● ENUNCIADO DE LA TAREA
Por favor, copia de nuevo estas líneas y sustituye "thickest part" por "widest part" en todos los registros, sin cambiar nada más.

[Entradas de la colección]
+++
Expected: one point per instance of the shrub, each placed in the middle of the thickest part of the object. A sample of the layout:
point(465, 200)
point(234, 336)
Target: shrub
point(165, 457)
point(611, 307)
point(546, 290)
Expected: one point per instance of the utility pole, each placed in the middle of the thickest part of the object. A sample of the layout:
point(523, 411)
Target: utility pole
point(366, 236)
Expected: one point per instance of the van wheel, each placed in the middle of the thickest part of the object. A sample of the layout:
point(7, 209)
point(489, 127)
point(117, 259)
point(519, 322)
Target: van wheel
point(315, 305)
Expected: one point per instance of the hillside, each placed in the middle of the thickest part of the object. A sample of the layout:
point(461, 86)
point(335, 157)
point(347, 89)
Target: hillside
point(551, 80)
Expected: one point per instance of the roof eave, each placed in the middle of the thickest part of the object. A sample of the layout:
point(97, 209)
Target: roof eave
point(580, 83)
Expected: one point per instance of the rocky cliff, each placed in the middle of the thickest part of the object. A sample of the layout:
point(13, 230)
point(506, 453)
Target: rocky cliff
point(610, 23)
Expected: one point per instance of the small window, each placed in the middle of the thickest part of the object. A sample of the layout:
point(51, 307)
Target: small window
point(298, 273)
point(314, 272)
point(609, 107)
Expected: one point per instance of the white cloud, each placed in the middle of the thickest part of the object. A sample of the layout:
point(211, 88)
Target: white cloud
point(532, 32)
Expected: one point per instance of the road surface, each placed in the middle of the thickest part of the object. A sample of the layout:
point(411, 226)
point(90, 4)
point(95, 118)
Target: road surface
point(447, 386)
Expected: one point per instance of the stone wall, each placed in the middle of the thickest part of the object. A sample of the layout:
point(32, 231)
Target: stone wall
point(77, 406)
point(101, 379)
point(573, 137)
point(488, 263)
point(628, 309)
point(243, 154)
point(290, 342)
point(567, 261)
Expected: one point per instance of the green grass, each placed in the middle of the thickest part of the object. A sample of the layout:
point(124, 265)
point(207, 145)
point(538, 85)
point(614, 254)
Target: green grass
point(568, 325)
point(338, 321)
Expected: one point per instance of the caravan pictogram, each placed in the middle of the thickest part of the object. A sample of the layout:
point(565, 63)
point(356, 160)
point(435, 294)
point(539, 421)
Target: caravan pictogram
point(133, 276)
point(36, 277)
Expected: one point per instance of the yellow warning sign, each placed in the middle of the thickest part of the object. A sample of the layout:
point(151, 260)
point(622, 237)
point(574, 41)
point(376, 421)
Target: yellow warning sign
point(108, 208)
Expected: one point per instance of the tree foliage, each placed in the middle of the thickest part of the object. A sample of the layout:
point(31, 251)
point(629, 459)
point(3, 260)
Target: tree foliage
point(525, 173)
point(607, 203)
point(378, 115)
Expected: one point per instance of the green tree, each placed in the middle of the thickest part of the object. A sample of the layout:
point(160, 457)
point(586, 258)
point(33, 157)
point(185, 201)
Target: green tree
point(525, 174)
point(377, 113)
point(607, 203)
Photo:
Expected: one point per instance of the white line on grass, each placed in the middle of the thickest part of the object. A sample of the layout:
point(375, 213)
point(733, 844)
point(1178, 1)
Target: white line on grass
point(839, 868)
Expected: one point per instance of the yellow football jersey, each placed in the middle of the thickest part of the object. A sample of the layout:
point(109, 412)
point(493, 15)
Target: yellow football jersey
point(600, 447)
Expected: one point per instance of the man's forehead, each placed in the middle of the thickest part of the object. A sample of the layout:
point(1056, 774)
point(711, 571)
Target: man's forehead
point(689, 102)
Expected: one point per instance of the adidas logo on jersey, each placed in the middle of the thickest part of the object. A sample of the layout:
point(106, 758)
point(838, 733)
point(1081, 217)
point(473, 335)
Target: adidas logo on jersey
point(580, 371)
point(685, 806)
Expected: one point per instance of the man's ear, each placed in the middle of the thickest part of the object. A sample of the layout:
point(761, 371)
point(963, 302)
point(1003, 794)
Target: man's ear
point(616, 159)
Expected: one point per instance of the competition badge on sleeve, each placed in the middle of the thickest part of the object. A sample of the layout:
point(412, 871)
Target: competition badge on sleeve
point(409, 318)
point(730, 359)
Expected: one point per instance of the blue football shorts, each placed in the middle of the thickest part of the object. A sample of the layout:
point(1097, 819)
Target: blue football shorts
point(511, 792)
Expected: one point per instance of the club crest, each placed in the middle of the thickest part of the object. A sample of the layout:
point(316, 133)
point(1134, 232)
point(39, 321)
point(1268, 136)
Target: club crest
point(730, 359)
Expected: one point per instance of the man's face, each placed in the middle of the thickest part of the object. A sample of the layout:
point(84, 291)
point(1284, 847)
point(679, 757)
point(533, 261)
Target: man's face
+++
● RESPUESTA DEL EJERCICIO
Expected: one point per instance of the shrub, each placed in the middle of the widest part of the object. A sample of the layout:
point(465, 200)
point(234, 336)
Target: shrub
point(165, 457)
point(611, 307)
point(546, 290)
Expected: one point per instance of the utility pole, each placed in the middle of the widest part of the object. A sample of the layout:
point(523, 411)
Target: utility pole
point(366, 236)
Expected: one point per instance of the van wheel, each placed in the middle of the widest part of the object. A sample of the layout:
point(7, 209)
point(489, 127)
point(117, 259)
point(519, 322)
Target: van wheel
point(315, 305)
Expected: one point per instance of the hillside, each placed in the middle of the widest part of the object. A sample of the layout:
point(461, 86)
point(335, 157)
point(347, 89)
Target: hillside
point(551, 80)
Expected: one point per instance of the roof eave, each placed in the middle of the widest part of the object. A sample of the layout:
point(97, 209)
Target: roof eave
point(580, 83)
Expected: one point per instance of the rocky cliff, each placed in the middle of the widest part of the object. A sample of the layout:
point(13, 230)
point(506, 453)
Target: rocky cliff
point(610, 23)
Expected: one point per instance of the small window, each placed in the middle of the widest part of the object. A sample of the layout:
point(51, 307)
Target: small window
point(298, 273)
point(314, 272)
point(609, 107)
Expected: one point per instance of the white cloud, each placed in the middle of the widest part of the object. A sample of the layout:
point(211, 88)
Target: white cloud
point(532, 32)
Expected: one point per instance of the road surface, each placed in the middle of the widest part of the object. A sample of the layout:
point(411, 226)
point(90, 4)
point(95, 118)
Target: road surface
point(447, 386)
Expected: one point per instance of the stone wall, each placed in the middle of the widest part of the object. A sample of the layout:
point(32, 231)
Target: stone wall
point(77, 406)
point(101, 379)
point(573, 137)
point(488, 263)
point(628, 309)
point(243, 154)
point(290, 342)
point(567, 261)
Expected: one point per instance of the green grass, each placed in the middle of the widest part of the object. A sample of the layout:
point(124, 265)
point(207, 145)
point(538, 85)
point(614, 254)
Target: green grass
point(568, 325)
point(338, 321)
Expected: one point per instance of the caravan pictogram, each placed in the middle of the widest part of the object. A sample of the layout:
point(565, 63)
point(356, 160)
point(435, 294)
point(539, 421)
Target: caravan pictogram
point(133, 276)
point(36, 277)
Expected: one point per instance of the yellow warning sign, each placed in the middle of the widest part of the object. A sample of the layout:
point(151, 260)
point(622, 237)
point(574, 41)
point(376, 421)
Target: yellow warning sign
point(108, 208)
Expected: one point per instance of the tree foliage, each placed in the middle of the widest part of the object. A sample of the layout:
point(31, 251)
point(629, 459)
point(3, 260)
Target: tree foliage
point(525, 173)
point(607, 203)
point(378, 115)
Expected: one point per instance of the green tree, each placed in the middle of the widest part of the object. A sample of the layout:
point(160, 457)
point(586, 258)
point(33, 157)
point(185, 201)
Target: green tree
point(525, 174)
point(377, 113)
point(607, 203)
Photo:
Expected: one point per instance of the white line on grass, each placed in the middle of the widest part of the object. A sample of the layout:
point(375, 213)
point(733, 844)
point(1178, 1)
Target: white line on grass
point(839, 868)
Expected: one point per instance of the yellow football jersey, each placed in the middle of the widest part of the object. A sample of the layout:
point(109, 412)
point(493, 15)
Target: yellow football jersey
point(600, 447)
Expected: one point per instance of the man's forehead, each placed in the middle of the widest part of the object. A sample of the layout:
point(1056, 774)
point(711, 571)
Target: man's forehead
point(689, 102)
Expected: one point per instance of the adidas logo on jersey, each placed in the middle of the widest part of the object. A sample of the layout:
point(106, 758)
point(838, 733)
point(1081, 217)
point(473, 335)
Target: adidas logo on jersey
point(580, 371)
point(685, 806)
Expected: one point per instance of the man's ear, each placed in the middle of the widest part of the object. A sample of the layout:
point(761, 371)
point(963, 302)
point(1003, 794)
Target: man's ear
point(616, 159)
Expected: one point per instance of the competition badge on sleeve, each placed in the middle of the widest part of the object. A sample of the layout:
point(412, 871)
Target: competition badge on sleeve
point(409, 318)
point(730, 359)
Expected: one point per instance of the blue football shorts, each placed in the middle of the widest part of the object. A sample of the layout:
point(1097, 819)
Target: blue football shorts
point(511, 792)
Expected: one point per instance of the club crest, each placed in the middle of the widest part of the object. A sample of the layout:
point(316, 133)
point(1134, 232)
point(39, 321)
point(1268, 136)
Target: club crest
point(730, 359)
Expected: one point per instance of the man's face, each placed in the middle of the widest part of the object. A sample of the layout:
point(84, 291)
point(1284, 847)
point(679, 757)
point(533, 261)
Target: man's face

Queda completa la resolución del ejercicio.